**SOURCE PASSAGE:**
************

Skip to content

Build Caching — Junior Level

Roadmap: Build Systems → Build Caching The fastest build step is the one you never run. A build cache remembers the output of work you've already done, so when the inputs haven't changed, it hands you the answer instead of computing it again.


Table of Contents

  1. Introduction
  2. Prerequisites
  3. Glossary
  4. Core Concept 1 — Why Rebuild Work You Already Did?
  5. Core Concept 2 — The Cache Key Is a Fingerprint of the Inputs
  6. Core Concept 3 — Cache Hit vs Cache Miss
  7. Core Concept 4 — A Changed Input Busts the Cache
  8. Core Concept 5 — Caching Is Not the Same as Incrementality
  9. Real-World Examples
  10. Mental Models
  11. Common Mistakes
  12. Test Yourself
  13. Cheat Sheet
  14. Summary
  15. Further Reading
  16. Related Topics

Introduction

Focus: Why do builds get faster the second time, and what is actually doing the remembering?

You change one comment in one file, type go build, and it finishes in a fraction of a second. The first time you built that project it took thirty seconds. What happened? The compiler did almost no work the second time — because it had already compiled everything else, and it remembered the results.

That memory is a build cache. The core idea is almost insultingly simple: building software is a pile of small, repetitive transformations (compile this file, run this code generator, bundle these assets), and most of the time the inputs to those transformations haven't changed since the last build. If the inputs are identical, the output must be identical too — so why recompute it? Just keep the answer in a folder and hand it back.

The whole subject lives or dies on one question: how do you decide whether the inputs have changed? Get that wrong in one direction and you waste time recomputing things that didn't change. Get it wrong in the other direction — reuse an answer when the inputs actually did change — and you ship a wrong binary that compiled "successfully." This page builds the simple, correct intuition before any of the scary parts.

The mindset shift: stop thinking "the build compiles my code." Start thinking "the build looks up an answer it might already have, and only computes it if it doesn't." Every fast build is mostly a lookup, not a computation.


Prerequisites

  • Required: You've read 01 — Build Fundamentals › junior.md and know that a build compiles source files into outputs.
  • Required: You can run a build tool — go build, cargo build, gradle build, make, or similar — from a terminal.

************

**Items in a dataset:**
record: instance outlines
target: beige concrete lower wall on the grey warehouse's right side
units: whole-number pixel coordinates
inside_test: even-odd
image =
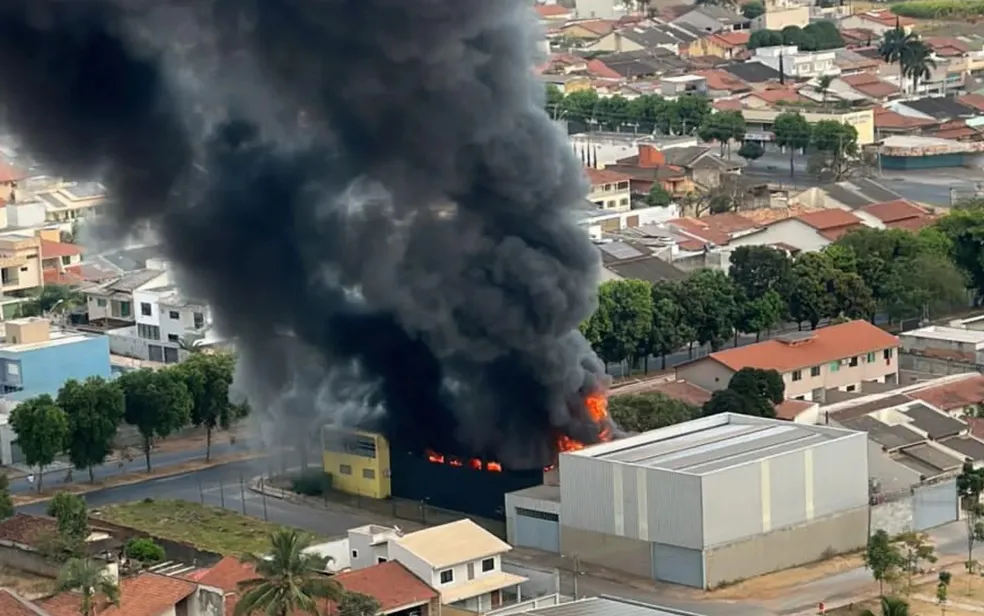
[[[704,552],[709,588],[856,550],[868,541],[868,508],[751,537]]]

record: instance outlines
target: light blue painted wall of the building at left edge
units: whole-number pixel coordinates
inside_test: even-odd
[[[69,379],[90,376],[110,378],[109,338],[91,336],[77,342],[53,344],[38,349],[16,351],[0,349],[0,384],[17,384],[9,364],[20,364],[23,391],[4,394],[8,400],[26,400],[41,394],[58,393]]]

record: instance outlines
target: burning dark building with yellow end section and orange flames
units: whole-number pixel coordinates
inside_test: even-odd
[[[607,400],[587,399],[599,439],[612,439]],[[551,468],[512,470],[495,460],[460,457],[433,450],[414,451],[383,435],[337,426],[322,429],[324,469],[339,491],[367,498],[402,498],[422,505],[505,519],[505,495],[544,483]],[[585,447],[568,436],[557,437],[558,451]]]

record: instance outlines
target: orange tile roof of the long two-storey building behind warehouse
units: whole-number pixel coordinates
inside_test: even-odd
[[[748,346],[711,353],[706,358],[731,370],[762,368],[789,372],[899,346],[899,339],[867,321],[849,321],[813,332],[796,342],[765,340]],[[875,361],[881,361],[879,355]]]

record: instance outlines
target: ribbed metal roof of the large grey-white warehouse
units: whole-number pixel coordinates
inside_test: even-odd
[[[691,429],[687,430],[687,427]],[[764,457],[819,445],[835,438],[838,435],[832,434],[830,430],[821,430],[815,426],[761,418],[737,419],[725,414],[684,422],[601,447],[589,448],[582,455],[635,466],[705,475]]]

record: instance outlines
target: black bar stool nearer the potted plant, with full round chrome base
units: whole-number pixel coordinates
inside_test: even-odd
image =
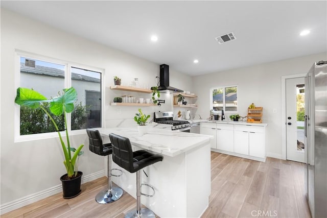
[[[120,187],[111,187],[111,176],[121,176],[120,175],[113,175],[111,174],[112,170],[117,170],[122,173],[120,169],[111,169],[111,154],[112,154],[112,147],[111,143],[103,144],[102,138],[100,135],[99,130],[86,130],[88,135],[89,145],[88,148],[91,152],[101,155],[101,156],[108,156],[108,188],[102,190],[96,196],[96,201],[99,204],[108,204],[120,199],[123,195],[123,189]]]

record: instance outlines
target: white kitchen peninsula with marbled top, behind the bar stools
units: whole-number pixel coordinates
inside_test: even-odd
[[[133,151],[144,149],[164,156],[162,162],[144,169],[142,183],[155,189],[152,198],[142,197],[142,204],[160,217],[199,217],[208,207],[211,192],[210,136],[157,129],[139,136],[136,127],[99,129],[104,142],[109,133],[130,139]],[[122,169],[115,163],[112,168]],[[112,181],[136,198],[136,174],[122,169]],[[148,193],[144,188],[142,192]],[[149,190],[151,194],[151,190]]]

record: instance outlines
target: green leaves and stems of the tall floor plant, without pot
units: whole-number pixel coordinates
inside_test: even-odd
[[[55,130],[57,131],[61,143],[61,147],[63,150],[63,154],[65,156],[65,160],[63,161],[68,178],[74,178],[77,175],[77,158],[83,154],[81,149],[84,144],[81,144],[77,149],[72,148],[69,143],[68,130],[67,130],[67,113],[71,113],[74,110],[74,102],[77,100],[77,92],[71,87],[68,89],[63,89],[63,93],[56,98],[46,99],[45,96],[40,94],[39,92],[28,89],[28,88],[17,88],[17,96],[15,99],[15,103],[18,105],[24,105],[32,109],[41,109],[43,110],[51,119]],[[64,115],[64,127],[66,134],[66,143],[62,139],[60,130],[58,128],[57,123],[53,116],[45,109],[45,105],[50,104],[50,111],[52,114],[59,116]],[[73,152],[73,155],[72,155]]]

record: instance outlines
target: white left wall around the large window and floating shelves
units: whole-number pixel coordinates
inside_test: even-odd
[[[123,118],[132,120],[138,107],[110,106],[114,96],[125,92],[109,89],[113,76],[122,78],[122,83],[139,78],[140,83],[156,85],[159,65],[144,59],[91,42],[84,38],[62,32],[1,9],[1,206],[15,200],[30,200],[36,192],[60,185],[59,177],[65,173],[63,155],[58,138],[14,142],[14,99],[15,50],[21,50],[45,57],[84,64],[105,70],[105,121],[110,127]],[[169,63],[167,63],[169,64]],[[192,78],[171,69],[171,85],[191,90]],[[55,93],[56,94],[56,93]],[[131,93],[128,93],[131,94]],[[151,94],[139,94],[151,98]],[[144,107],[147,114],[158,110],[172,110],[169,94],[162,95],[167,103],[159,107]],[[120,110],[119,110],[120,109]],[[135,122],[131,124],[135,125]],[[85,143],[84,155],[80,158],[79,169],[84,176],[104,170],[103,157],[88,151],[86,134],[73,135],[75,146]],[[31,195],[31,196],[30,196]],[[32,199],[33,200],[33,199]],[[35,199],[34,199],[35,201]],[[22,201],[19,201],[21,203]],[[24,202],[24,201],[23,201]],[[28,203],[27,201],[24,203]],[[17,202],[18,204],[18,202]],[[8,209],[8,208],[7,208]],[[10,208],[9,208],[10,209]],[[7,212],[6,210],[2,211]]]

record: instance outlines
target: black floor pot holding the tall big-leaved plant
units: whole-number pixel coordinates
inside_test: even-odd
[[[74,179],[66,180],[67,174],[60,177],[62,184],[62,197],[64,199],[70,199],[78,196],[81,193],[81,180],[83,173],[78,171],[77,176]]]

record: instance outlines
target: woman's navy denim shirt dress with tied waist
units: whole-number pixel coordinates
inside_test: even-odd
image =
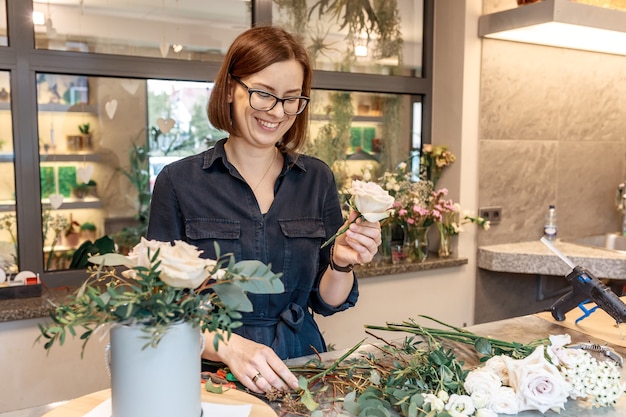
[[[148,239],[183,240],[215,259],[222,254],[257,259],[282,272],[281,294],[248,294],[254,311],[244,313],[234,332],[271,346],[282,359],[326,351],[313,312],[323,316],[355,305],[357,280],[338,307],[319,295],[328,267],[322,243],[343,224],[333,173],[319,159],[283,154],[274,202],[262,214],[250,186],[226,159],[224,143],[173,162],[157,176],[150,208]]]

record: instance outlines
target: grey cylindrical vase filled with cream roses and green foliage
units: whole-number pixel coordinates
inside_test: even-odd
[[[269,266],[216,252],[218,259],[204,259],[186,242],[142,238],[128,257],[91,257],[89,278],[63,303],[53,303],[52,321],[39,325],[38,339],[50,349],[80,334],[84,348],[109,331],[111,415],[197,417],[202,333],[215,335],[217,349],[238,326],[239,312],[252,311],[246,293],[283,291],[280,274]],[[118,275],[121,265],[128,269]]]

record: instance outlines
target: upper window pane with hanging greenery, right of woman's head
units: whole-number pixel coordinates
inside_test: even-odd
[[[423,1],[274,0],[273,5],[275,24],[304,39],[317,69],[422,76]]]

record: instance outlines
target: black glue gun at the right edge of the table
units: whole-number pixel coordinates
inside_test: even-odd
[[[552,306],[552,316],[556,320],[564,320],[565,313],[590,300],[613,317],[618,324],[626,321],[626,304],[591,272],[576,266],[566,278],[573,289]]]

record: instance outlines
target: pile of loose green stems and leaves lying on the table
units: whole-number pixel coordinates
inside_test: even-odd
[[[496,355],[524,358],[548,339],[529,343],[509,342],[476,335],[450,326],[428,316],[443,329],[424,327],[414,320],[366,326],[370,330],[409,333],[401,343],[391,343],[368,331],[381,344],[372,345],[375,352],[358,352],[363,341],[330,365],[317,358],[303,366],[292,366],[299,376],[302,391],[293,396],[268,395],[282,401],[287,412],[305,413],[312,417],[381,416],[393,412],[405,417],[451,417],[447,412],[435,412],[422,394],[445,391],[465,394],[463,381],[469,373],[452,346],[467,345],[481,361]],[[452,342],[452,344],[450,344]],[[357,352],[357,354],[355,354]]]

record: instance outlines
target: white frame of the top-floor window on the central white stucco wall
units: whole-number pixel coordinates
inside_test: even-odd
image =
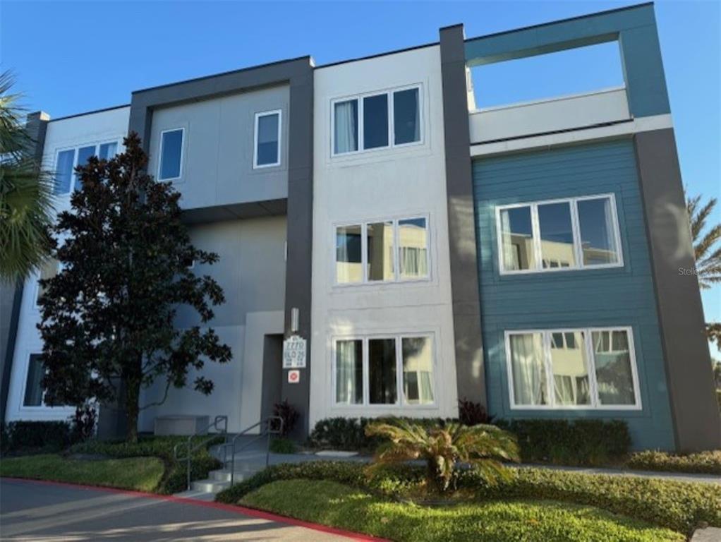
[[[418,89],[418,141],[410,141],[410,143],[395,142],[395,118],[394,118],[394,100],[393,95],[395,92],[402,90]],[[388,145],[385,147],[373,147],[373,149],[363,148],[363,135],[364,135],[364,122],[363,122],[363,99],[373,96],[386,95],[388,97]],[[358,149],[355,151],[348,152],[335,152],[335,104],[342,102],[352,102],[353,100],[358,102]],[[369,152],[387,151],[388,149],[402,149],[404,147],[416,147],[423,145],[425,139],[425,124],[423,111],[423,83],[407,84],[403,87],[393,87],[391,89],[376,90],[373,92],[364,92],[363,94],[350,95],[344,97],[337,97],[330,100],[330,156],[345,157],[355,156],[356,154],[366,154]]]

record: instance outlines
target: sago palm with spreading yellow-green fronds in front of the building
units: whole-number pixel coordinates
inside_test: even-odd
[[[389,463],[424,460],[428,486],[438,491],[448,489],[459,464],[476,468],[489,484],[494,484],[510,476],[502,461],[519,460],[516,438],[495,425],[427,426],[394,419],[368,424],[366,434],[387,439],[376,450],[371,471]]]

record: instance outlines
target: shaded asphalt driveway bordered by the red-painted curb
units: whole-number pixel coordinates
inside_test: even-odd
[[[243,513],[222,505],[2,478],[0,538],[43,542],[325,542],[355,537],[270,520],[262,513]]]

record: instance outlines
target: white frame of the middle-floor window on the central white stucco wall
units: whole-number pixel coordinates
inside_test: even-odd
[[[419,277],[407,277],[404,278],[400,274],[400,255],[399,255],[399,237],[398,237],[398,223],[402,220],[412,219],[425,219],[425,266],[428,269],[428,275]],[[370,281],[368,280],[368,224],[379,224],[380,222],[392,222],[393,224],[393,279],[382,280],[382,281]],[[336,235],[339,227],[348,226],[361,226],[361,269],[363,271],[363,279],[360,282],[338,282],[338,274],[336,269],[337,264],[337,247],[336,247]],[[333,287],[337,288],[353,288],[353,287],[373,287],[382,286],[384,284],[407,284],[412,282],[429,282],[432,279],[431,263],[433,258],[430,255],[430,214],[428,213],[416,213],[403,215],[399,217],[381,218],[381,219],[368,219],[368,220],[357,220],[355,222],[337,222],[333,224],[332,231],[332,242],[330,244],[333,249],[332,254],[332,277]]]

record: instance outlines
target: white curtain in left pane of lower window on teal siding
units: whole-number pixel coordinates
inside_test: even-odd
[[[510,364],[516,404],[546,404],[546,378],[541,334],[511,335]]]

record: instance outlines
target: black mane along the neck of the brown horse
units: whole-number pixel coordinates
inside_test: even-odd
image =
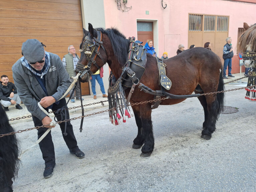
[[[106,34],[109,37],[114,50],[114,54],[120,65],[123,66],[127,61],[129,40],[126,39],[126,37],[115,28],[106,30],[103,28],[97,28],[97,30],[101,31],[103,34]]]

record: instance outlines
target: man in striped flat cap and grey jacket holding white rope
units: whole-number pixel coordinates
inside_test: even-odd
[[[48,109],[56,111],[64,107],[67,111],[66,119],[70,119],[65,98],[59,100],[71,84],[69,74],[59,56],[44,51],[43,46],[37,39],[28,39],[22,44],[23,57],[12,66],[13,79],[18,95],[28,111],[33,115],[35,127],[48,125],[51,122],[51,119],[37,106],[38,102],[46,111]],[[54,112],[54,115],[58,121],[64,120],[61,119],[60,114]],[[66,130],[65,122],[59,124],[59,126],[70,153],[79,159],[84,158],[85,154],[77,146],[70,121],[67,122]],[[38,138],[50,127],[53,126],[48,125],[46,128],[37,129]],[[55,153],[51,132],[39,143],[39,147],[45,161],[43,176],[44,178],[51,177],[55,167]]]

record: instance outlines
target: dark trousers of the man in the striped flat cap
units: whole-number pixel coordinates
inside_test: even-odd
[[[66,100],[65,98],[61,99],[59,101],[59,104],[53,104],[52,106],[52,111],[56,111],[57,109],[60,109],[63,106],[66,106]],[[44,108],[45,109],[45,108]],[[48,109],[45,109],[48,112]],[[70,119],[69,117],[69,111],[66,110],[67,112],[67,118],[66,119]],[[63,121],[65,117],[62,118],[61,120],[61,116],[59,114],[55,114],[57,121]],[[35,127],[37,126],[42,126],[42,121],[39,120],[37,117],[32,116],[33,118],[33,122]],[[71,125],[70,121],[67,122],[67,136],[63,135],[64,131],[65,131],[65,122],[59,124],[61,132],[62,132],[62,136],[64,138],[64,141],[66,142],[68,148],[70,151],[75,152],[77,150],[79,150],[78,146],[77,146],[77,140],[75,138],[74,132],[73,132],[73,126]],[[38,139],[44,134],[44,132],[47,130],[48,128],[39,128],[37,129],[37,135],[38,135]],[[56,129],[53,128],[53,129]],[[45,162],[45,167],[48,166],[54,166],[55,165],[55,153],[54,153],[54,146],[53,146],[53,142],[51,139],[51,131],[45,136],[45,138],[43,138],[43,140],[39,143],[39,147],[40,150],[42,152],[43,155],[43,159]]]

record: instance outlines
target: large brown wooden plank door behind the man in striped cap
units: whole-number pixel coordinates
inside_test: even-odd
[[[74,45],[80,56],[83,38],[80,0],[1,0],[0,76],[13,82],[12,65],[20,58],[22,43],[38,39],[45,50],[60,59]],[[89,94],[89,83],[82,83],[82,94]]]

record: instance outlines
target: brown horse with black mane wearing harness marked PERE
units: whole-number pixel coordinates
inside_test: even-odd
[[[87,73],[82,76],[81,81],[89,81],[90,74],[98,70],[96,66],[102,67],[106,62],[111,68],[113,75],[118,78],[122,72],[122,67],[127,61],[128,39],[117,29],[94,29],[90,23],[89,31],[83,30],[84,37],[80,45],[81,57],[79,63],[87,67],[85,68]],[[102,43],[100,43],[98,49],[100,56],[97,54],[95,58],[89,58],[89,60],[95,59],[96,64],[92,63],[91,67],[88,67],[88,56],[85,54],[88,47],[86,48],[85,40],[97,38],[97,34],[99,34],[97,31],[100,31],[102,36]],[[191,94],[193,91],[195,93],[208,93],[224,90],[221,60],[214,52],[206,48],[196,47],[188,49],[179,55],[165,59],[163,62],[166,64],[166,75],[172,81],[172,86],[167,91],[169,93],[186,95]],[[160,90],[160,85],[158,85],[157,61],[154,56],[148,53],[145,73],[140,79],[140,82],[153,90]],[[197,86],[201,87],[200,91],[197,91],[199,89],[195,90]],[[129,91],[130,88],[125,90],[126,98],[128,97]],[[140,91],[138,85],[136,85],[130,103],[133,104],[153,99],[153,95]],[[198,97],[198,99],[205,113],[201,138],[209,140],[216,129],[216,121],[223,109],[224,93],[203,95]],[[173,105],[184,100],[166,99],[160,105]],[[132,106],[138,127],[138,135],[133,140],[133,148],[139,149],[144,144],[141,149],[142,158],[149,158],[154,149],[151,108],[152,103]]]

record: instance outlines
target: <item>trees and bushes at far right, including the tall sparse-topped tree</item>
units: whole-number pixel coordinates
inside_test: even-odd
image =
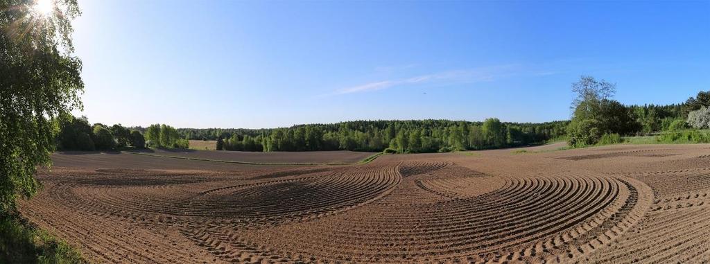
[[[584,147],[619,143],[622,136],[682,131],[690,126],[709,128],[710,91],[699,92],[683,104],[626,106],[612,99],[616,84],[582,76],[572,84],[572,121],[567,127],[569,145]],[[708,116],[707,118],[704,116]]]

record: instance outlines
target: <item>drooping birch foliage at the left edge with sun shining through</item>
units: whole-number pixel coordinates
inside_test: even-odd
[[[33,4],[0,4],[0,213],[15,207],[16,194],[37,192],[36,168],[49,166],[55,149],[52,120],[82,107],[82,63],[70,38],[76,1],[53,1],[51,16],[33,13]]]

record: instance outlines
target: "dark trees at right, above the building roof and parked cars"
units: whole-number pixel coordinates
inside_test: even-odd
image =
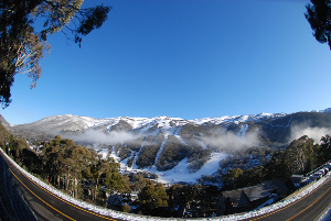
[[[331,159],[330,135],[321,137],[321,144],[307,135],[293,140],[284,151],[277,151],[265,164],[243,170],[241,167],[228,169],[221,175],[223,189],[254,186],[267,180],[280,179],[289,184],[292,175],[306,175]]]

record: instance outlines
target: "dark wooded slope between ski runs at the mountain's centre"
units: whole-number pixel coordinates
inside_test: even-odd
[[[139,168],[156,165],[160,172],[172,169],[179,162],[188,157],[188,169],[190,173],[199,170],[210,159],[212,154],[212,150],[203,148],[192,137],[185,137],[185,143],[183,143],[177,136],[168,135],[163,151],[157,159],[157,154],[163,141],[164,134],[162,133],[139,137],[125,144],[116,144],[115,152],[120,157],[120,161],[128,158],[127,165],[129,167],[132,166],[136,158],[136,165]]]

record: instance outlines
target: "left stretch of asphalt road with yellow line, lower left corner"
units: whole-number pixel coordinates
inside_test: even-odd
[[[102,221],[102,220],[119,220],[110,217],[99,216],[97,213],[90,212],[83,208],[79,208],[66,200],[58,198],[46,189],[42,188],[19,169],[17,169],[2,152],[0,152],[1,157],[8,164],[8,167],[14,178],[18,180],[21,190],[24,195],[25,200],[29,206],[40,218],[44,221],[66,221],[66,220],[88,220],[88,221]]]

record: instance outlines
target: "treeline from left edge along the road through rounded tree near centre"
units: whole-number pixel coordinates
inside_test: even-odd
[[[153,213],[157,208],[168,206],[169,197],[163,186],[149,179],[154,176],[121,175],[120,165],[114,158],[103,159],[94,150],[60,135],[38,143],[35,147],[42,151],[36,152],[24,139],[10,134],[0,124],[0,147],[29,173],[72,197],[105,207],[107,197],[119,196],[127,198],[141,214],[157,214]],[[130,199],[132,191],[139,192],[135,202]],[[111,208],[132,211],[129,203]]]

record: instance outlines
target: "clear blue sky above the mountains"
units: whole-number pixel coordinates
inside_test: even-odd
[[[206,117],[330,108],[331,52],[305,19],[308,0],[108,0],[79,48],[62,33],[36,88],[17,75],[11,124],[50,115]]]

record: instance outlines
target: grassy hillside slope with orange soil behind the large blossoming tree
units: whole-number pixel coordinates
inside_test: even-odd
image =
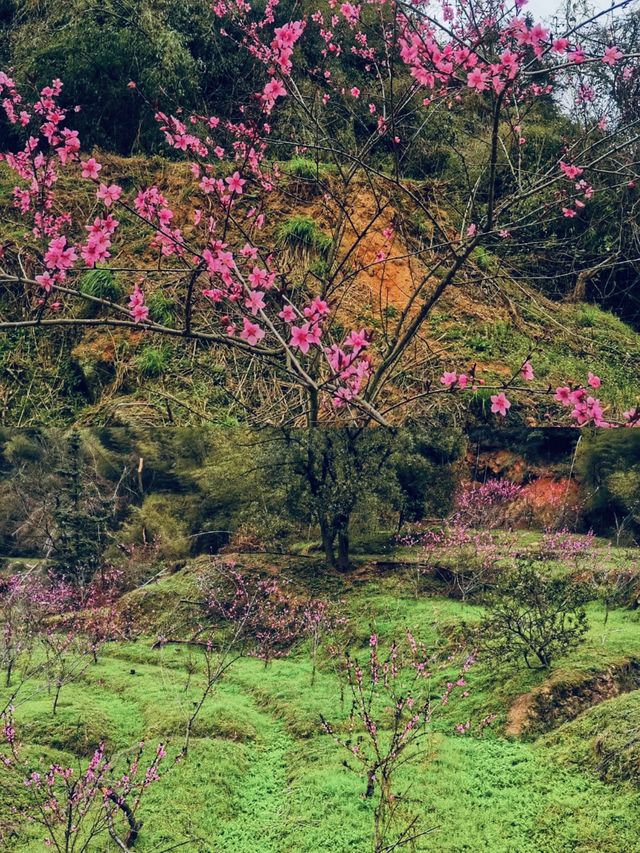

************

**EXERCISE DESCRIPTION:** State whether each of the following statements agrees with the build caching page, answering yes or no and quoting the deciding words of the page: (a) the first build of the project took thirty seconds; (b) a build cache computes the output again even when the inputs have not changed; (c) being able to run a build tool from a terminal is listed as optional.

**WORKED SOLUTION:**
(a) Yes: "The first time you built that project it took thirty seconds."
(b) No: "when the inputs haven't changed, it hands you the answer instead of computing it again."
(c) No: "Required: You can run a build tool — go build, cargo build, gradle build, make, or similar — from a terminal."